> [GIVEN EXERCISE]
Pull out every line of the material below that contains the word "cabinet", treating case as significant.

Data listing
* start *
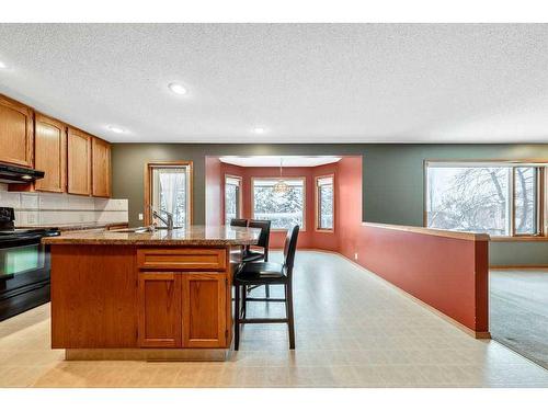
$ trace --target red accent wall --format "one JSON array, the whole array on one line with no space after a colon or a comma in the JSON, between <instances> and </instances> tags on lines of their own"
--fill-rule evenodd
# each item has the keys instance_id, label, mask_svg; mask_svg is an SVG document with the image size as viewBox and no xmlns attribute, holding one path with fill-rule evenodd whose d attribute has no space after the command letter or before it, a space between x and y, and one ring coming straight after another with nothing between
<instances>
[{"instance_id":1,"label":"red accent wall","mask_svg":"<svg viewBox=\"0 0 548 411\"><path fill-rule=\"evenodd\" d=\"M367 161L367 159L364 159ZM242 176L243 216L251 218L251 178L277 176L277 168L241 168L206 162L218 178L224 202L224 175ZM315 178L334 174L334 232L315 230ZM299 248L336 251L392 283L415 298L476 332L488 331L488 242L425 233L366 227L362 216L362 158L343 157L338 163L316 168L284 168L284 175L306 178L306 230L299 233ZM206 191L207 210L224 220L224 205L216 202L217 189ZM365 216L367 218L367 216ZM213 218L215 220L215 218ZM209 218L207 218L209 221ZM282 248L285 231L274 231L272 248ZM356 259L357 254L357 259Z\"/></svg>"},{"instance_id":2,"label":"red accent wall","mask_svg":"<svg viewBox=\"0 0 548 411\"><path fill-rule=\"evenodd\" d=\"M488 331L488 241L366 226L356 239L359 265L467 328Z\"/></svg>"}]
</instances>

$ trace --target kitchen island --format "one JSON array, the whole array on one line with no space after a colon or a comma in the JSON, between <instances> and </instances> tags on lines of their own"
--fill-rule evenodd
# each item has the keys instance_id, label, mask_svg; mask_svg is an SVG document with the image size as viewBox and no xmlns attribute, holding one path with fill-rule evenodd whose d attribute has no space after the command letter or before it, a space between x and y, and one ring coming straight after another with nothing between
<instances>
[{"instance_id":1,"label":"kitchen island","mask_svg":"<svg viewBox=\"0 0 548 411\"><path fill-rule=\"evenodd\" d=\"M44 239L52 255L52 347L65 349L67 359L204 359L205 350L226 352L231 250L255 244L259 233L191 226Z\"/></svg>"}]
</instances>

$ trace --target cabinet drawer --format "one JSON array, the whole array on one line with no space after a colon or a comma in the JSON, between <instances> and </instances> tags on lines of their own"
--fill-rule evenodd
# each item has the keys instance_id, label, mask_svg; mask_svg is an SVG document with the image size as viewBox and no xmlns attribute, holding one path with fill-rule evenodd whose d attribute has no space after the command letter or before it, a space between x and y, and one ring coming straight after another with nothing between
<instances>
[{"instance_id":1,"label":"cabinet drawer","mask_svg":"<svg viewBox=\"0 0 548 411\"><path fill-rule=\"evenodd\" d=\"M225 271L225 249L139 249L139 269Z\"/></svg>"}]
</instances>

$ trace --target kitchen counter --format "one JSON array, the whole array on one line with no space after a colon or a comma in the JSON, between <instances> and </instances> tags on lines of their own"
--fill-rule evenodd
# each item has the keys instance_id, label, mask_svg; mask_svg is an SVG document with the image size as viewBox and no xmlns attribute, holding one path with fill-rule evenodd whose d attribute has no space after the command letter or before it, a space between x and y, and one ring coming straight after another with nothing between
<instances>
[{"instance_id":1,"label":"kitchen counter","mask_svg":"<svg viewBox=\"0 0 548 411\"><path fill-rule=\"evenodd\" d=\"M52 256L52 347L67 359L207 359L231 345L233 251L260 229L68 232ZM213 355L213 356L215 356Z\"/></svg>"},{"instance_id":2,"label":"kitchen counter","mask_svg":"<svg viewBox=\"0 0 548 411\"><path fill-rule=\"evenodd\" d=\"M45 244L103 246L252 246L261 230L230 226L191 226L187 229L157 229L147 232L71 232L43 240Z\"/></svg>"},{"instance_id":3,"label":"kitchen counter","mask_svg":"<svg viewBox=\"0 0 548 411\"><path fill-rule=\"evenodd\" d=\"M32 228L58 228L59 231L79 231L79 230L93 230L93 229L105 229L110 230L113 228L127 227L127 221L119 222L69 222L69 224L41 224L41 225L26 225L18 226L15 228L32 229Z\"/></svg>"}]
</instances>

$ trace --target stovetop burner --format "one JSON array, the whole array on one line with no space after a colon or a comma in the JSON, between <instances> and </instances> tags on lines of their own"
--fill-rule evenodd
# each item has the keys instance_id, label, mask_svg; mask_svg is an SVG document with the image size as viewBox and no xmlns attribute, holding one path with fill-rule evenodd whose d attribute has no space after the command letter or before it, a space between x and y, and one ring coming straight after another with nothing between
<instances>
[{"instance_id":1,"label":"stovetop burner","mask_svg":"<svg viewBox=\"0 0 548 411\"><path fill-rule=\"evenodd\" d=\"M5 240L32 235L42 237L58 236L57 228L14 228L15 210L11 207L0 207L0 239Z\"/></svg>"}]
</instances>

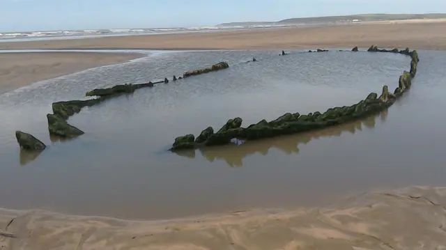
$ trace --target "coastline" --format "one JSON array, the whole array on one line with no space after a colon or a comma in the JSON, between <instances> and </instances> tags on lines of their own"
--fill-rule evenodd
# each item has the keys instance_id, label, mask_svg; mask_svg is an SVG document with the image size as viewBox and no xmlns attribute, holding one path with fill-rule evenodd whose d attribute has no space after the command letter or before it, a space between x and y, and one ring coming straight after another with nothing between
<instances>
[{"instance_id":1,"label":"coastline","mask_svg":"<svg viewBox=\"0 0 446 250\"><path fill-rule=\"evenodd\" d=\"M387 48L408 47L415 49L446 50L446 33L441 32L446 21L408 21L263 30L2 42L0 42L0 49L3 50L63 49L66 52L0 53L0 59L2 59L0 64L0 94L36 81L98 66L121 63L144 56L141 54L100 53L94 51L71 52L66 50L280 51L351 48L355 46L368 48L371 44Z\"/></svg>"},{"instance_id":2,"label":"coastline","mask_svg":"<svg viewBox=\"0 0 446 250\"><path fill-rule=\"evenodd\" d=\"M2 42L0 49L299 49L329 47L409 47L446 49L445 22L386 22L263 30L141 35L97 38Z\"/></svg>"},{"instance_id":3,"label":"coastline","mask_svg":"<svg viewBox=\"0 0 446 250\"><path fill-rule=\"evenodd\" d=\"M0 209L7 249L412 249L446 244L446 188L367 193L326 208L127 221ZM398 216L396 216L397 214Z\"/></svg>"},{"instance_id":4,"label":"coastline","mask_svg":"<svg viewBox=\"0 0 446 250\"><path fill-rule=\"evenodd\" d=\"M72 54L68 57L72 58ZM413 249L420 244L436 247L446 244L443 225L436 223L445 214L445 199L444 188L411 187L354 197L335 208L259 210L153 221L0 209L0 228L4 228L1 232L11 233L0 236L0 246L45 249L105 249L111 246L134 249ZM392 215L397 213L398 217Z\"/></svg>"},{"instance_id":5,"label":"coastline","mask_svg":"<svg viewBox=\"0 0 446 250\"><path fill-rule=\"evenodd\" d=\"M0 95L35 82L144 56L144 54L75 52L0 53Z\"/></svg>"}]
</instances>

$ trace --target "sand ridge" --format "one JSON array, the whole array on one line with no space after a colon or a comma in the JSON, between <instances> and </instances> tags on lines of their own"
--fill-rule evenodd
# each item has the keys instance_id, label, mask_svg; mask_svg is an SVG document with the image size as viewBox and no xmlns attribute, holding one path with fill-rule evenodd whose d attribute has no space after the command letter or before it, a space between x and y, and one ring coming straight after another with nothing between
<instances>
[{"instance_id":1,"label":"sand ridge","mask_svg":"<svg viewBox=\"0 0 446 250\"><path fill-rule=\"evenodd\" d=\"M0 42L0 49L309 49L406 47L446 49L446 20L404 20L352 25ZM409 22L410 21L410 22ZM444 22L443 22L444 21ZM105 53L0 53L0 94L31 83L141 54ZM203 65L206 66L206 65Z\"/></svg>"},{"instance_id":2,"label":"sand ridge","mask_svg":"<svg viewBox=\"0 0 446 250\"><path fill-rule=\"evenodd\" d=\"M442 249L446 188L367 193L324 208L134 221L0 210L6 249ZM11 220L13 220L11 221Z\"/></svg>"},{"instance_id":3,"label":"sand ridge","mask_svg":"<svg viewBox=\"0 0 446 250\"><path fill-rule=\"evenodd\" d=\"M10 49L245 49L379 47L446 49L446 20L401 20L350 25L291 27L100 38L1 42Z\"/></svg>"}]
</instances>

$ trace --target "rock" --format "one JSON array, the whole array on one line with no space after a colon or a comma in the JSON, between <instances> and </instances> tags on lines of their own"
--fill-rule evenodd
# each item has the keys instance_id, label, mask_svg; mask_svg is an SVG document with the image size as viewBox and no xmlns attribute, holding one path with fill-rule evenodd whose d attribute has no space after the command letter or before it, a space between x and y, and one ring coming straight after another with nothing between
<instances>
[{"instance_id":1,"label":"rock","mask_svg":"<svg viewBox=\"0 0 446 250\"><path fill-rule=\"evenodd\" d=\"M214 129L212 127L208 127L204 130L201 131L200 135L195 139L196 143L202 143L205 142L209 136L214 134Z\"/></svg>"},{"instance_id":2,"label":"rock","mask_svg":"<svg viewBox=\"0 0 446 250\"><path fill-rule=\"evenodd\" d=\"M291 113L286 113L284 115L279 117L278 118L270 121L270 123L268 123L268 124L274 127L277 125L282 124L287 121L293 120L294 118L295 118L295 116L293 116L293 114L291 114Z\"/></svg>"},{"instance_id":3,"label":"rock","mask_svg":"<svg viewBox=\"0 0 446 250\"><path fill-rule=\"evenodd\" d=\"M151 82L151 81L149 81L149 82L148 82L146 84L134 84L134 85L133 85L133 86L134 87L135 89L145 88L145 87L153 87L153 83Z\"/></svg>"},{"instance_id":4,"label":"rock","mask_svg":"<svg viewBox=\"0 0 446 250\"><path fill-rule=\"evenodd\" d=\"M381 102L387 102L389 100L392 100L395 98L395 95L389 92L389 88L387 85L383 86L383 93L379 97L379 100Z\"/></svg>"},{"instance_id":5,"label":"rock","mask_svg":"<svg viewBox=\"0 0 446 250\"><path fill-rule=\"evenodd\" d=\"M224 145L231 142L233 138L246 137L245 129L242 127L228 128L212 134L206 141L206 146Z\"/></svg>"},{"instance_id":6,"label":"rock","mask_svg":"<svg viewBox=\"0 0 446 250\"><path fill-rule=\"evenodd\" d=\"M417 63L415 62L415 61L410 61L410 77L412 78L415 77L415 75L417 75Z\"/></svg>"},{"instance_id":7,"label":"rock","mask_svg":"<svg viewBox=\"0 0 446 250\"><path fill-rule=\"evenodd\" d=\"M217 71L217 70L223 70L228 68L229 68L229 65L228 64L228 63L221 62L203 69L187 71L183 75L183 78L185 78L192 75L208 73L211 71Z\"/></svg>"},{"instance_id":8,"label":"rock","mask_svg":"<svg viewBox=\"0 0 446 250\"><path fill-rule=\"evenodd\" d=\"M75 114L79 113L83 107L93 106L100 102L100 99L92 99L85 101L72 100L53 102L52 106L54 114L64 119L68 119Z\"/></svg>"},{"instance_id":9,"label":"rock","mask_svg":"<svg viewBox=\"0 0 446 250\"><path fill-rule=\"evenodd\" d=\"M194 148L195 147L194 140L195 136L194 136L193 134L186 134L183 136L176 137L171 150Z\"/></svg>"},{"instance_id":10,"label":"rock","mask_svg":"<svg viewBox=\"0 0 446 250\"><path fill-rule=\"evenodd\" d=\"M365 99L366 100L376 100L376 98L378 98L378 94L372 92Z\"/></svg>"},{"instance_id":11,"label":"rock","mask_svg":"<svg viewBox=\"0 0 446 250\"><path fill-rule=\"evenodd\" d=\"M406 49L400 51L399 54L403 54L408 56L410 55L410 52L409 52L409 48L406 48Z\"/></svg>"},{"instance_id":12,"label":"rock","mask_svg":"<svg viewBox=\"0 0 446 250\"><path fill-rule=\"evenodd\" d=\"M95 88L93 91L87 92L85 95L86 96L110 96L118 95L125 93L133 93L136 89L135 86L132 84L124 84L116 85L112 88Z\"/></svg>"},{"instance_id":13,"label":"rock","mask_svg":"<svg viewBox=\"0 0 446 250\"><path fill-rule=\"evenodd\" d=\"M409 56L410 56L410 57L412 58L413 61L414 61L415 63L418 63L420 59L418 58L418 52L417 52L416 50L410 52Z\"/></svg>"},{"instance_id":14,"label":"rock","mask_svg":"<svg viewBox=\"0 0 446 250\"><path fill-rule=\"evenodd\" d=\"M222 127L220 130L218 130L217 134L221 133L228 130L239 128L242 125L242 121L243 120L240 117L236 117L235 118L229 119L226 123L226 124L223 127Z\"/></svg>"},{"instance_id":15,"label":"rock","mask_svg":"<svg viewBox=\"0 0 446 250\"><path fill-rule=\"evenodd\" d=\"M399 77L399 81L398 87L403 92L406 88L408 88L412 85L412 77L410 73L407 71L404 71L403 75Z\"/></svg>"},{"instance_id":16,"label":"rock","mask_svg":"<svg viewBox=\"0 0 446 250\"><path fill-rule=\"evenodd\" d=\"M15 132L15 138L20 147L27 150L43 150L47 146L37 138L22 131Z\"/></svg>"},{"instance_id":17,"label":"rock","mask_svg":"<svg viewBox=\"0 0 446 250\"><path fill-rule=\"evenodd\" d=\"M369 52L378 52L378 47L376 45L371 45L367 51Z\"/></svg>"},{"instance_id":18,"label":"rock","mask_svg":"<svg viewBox=\"0 0 446 250\"><path fill-rule=\"evenodd\" d=\"M72 126L61 116L52 114L47 114L48 120L48 130L49 134L63 138L75 138L84 132L76 127Z\"/></svg>"}]
</instances>

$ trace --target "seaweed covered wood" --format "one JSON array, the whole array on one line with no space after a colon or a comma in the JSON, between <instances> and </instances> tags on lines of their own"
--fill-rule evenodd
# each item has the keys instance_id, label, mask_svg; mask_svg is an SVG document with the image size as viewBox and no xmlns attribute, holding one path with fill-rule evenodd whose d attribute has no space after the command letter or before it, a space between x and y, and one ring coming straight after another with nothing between
<instances>
[{"instance_id":1,"label":"seaweed covered wood","mask_svg":"<svg viewBox=\"0 0 446 250\"><path fill-rule=\"evenodd\" d=\"M357 51L357 47L354 47L352 51ZM229 143L234 138L257 140L303 132L348 123L379 113L390 107L410 87L412 80L417 72L416 68L420 59L417 51L410 52L408 48L401 51L398 49L387 50L380 49L376 45L372 45L368 51L397 53L411 57L410 70L410 72L404 71L400 76L399 86L394 93L389 91L387 86L383 86L379 97L377 93L371 93L365 99L351 106L337 107L328 109L324 113L314 112L307 115L286 113L270 122L263 119L247 127L243 127L242 118L237 117L229 119L215 133L212 127L208 127L195 140L193 134L177 137L170 150L175 151L186 148L224 145Z\"/></svg>"},{"instance_id":2,"label":"seaweed covered wood","mask_svg":"<svg viewBox=\"0 0 446 250\"><path fill-rule=\"evenodd\" d=\"M210 72L224 70L224 69L226 69L226 68L229 68L229 64L228 64L228 63L226 63L226 62L221 62L221 63L218 63L217 64L214 64L212 66L210 66L210 67L208 67L208 68L203 68L203 69L186 71L183 75L183 78L186 78L186 77L191 77L192 75L201 75L201 74L206 74L206 73L208 73Z\"/></svg>"}]
</instances>

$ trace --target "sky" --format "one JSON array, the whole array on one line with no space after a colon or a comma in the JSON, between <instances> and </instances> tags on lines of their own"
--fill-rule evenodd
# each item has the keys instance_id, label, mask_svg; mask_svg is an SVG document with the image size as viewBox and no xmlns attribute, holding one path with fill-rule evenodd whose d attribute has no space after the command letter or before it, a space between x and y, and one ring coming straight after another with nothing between
<instances>
[{"instance_id":1,"label":"sky","mask_svg":"<svg viewBox=\"0 0 446 250\"><path fill-rule=\"evenodd\" d=\"M194 27L364 13L446 13L446 0L0 0L0 32Z\"/></svg>"}]
</instances>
* end *
> [RESULT OF THIS EXERCISE]
$ trace --target cabinet drawer --format "one JSON array, the whole array on one line with no space after a colon or a comma in the JSON, between <instances> and </instances> tags on lines of their own"
[{"instance_id":1,"label":"cabinet drawer","mask_svg":"<svg viewBox=\"0 0 548 411\"><path fill-rule=\"evenodd\" d=\"M225 271L225 249L139 249L139 269Z\"/></svg>"}]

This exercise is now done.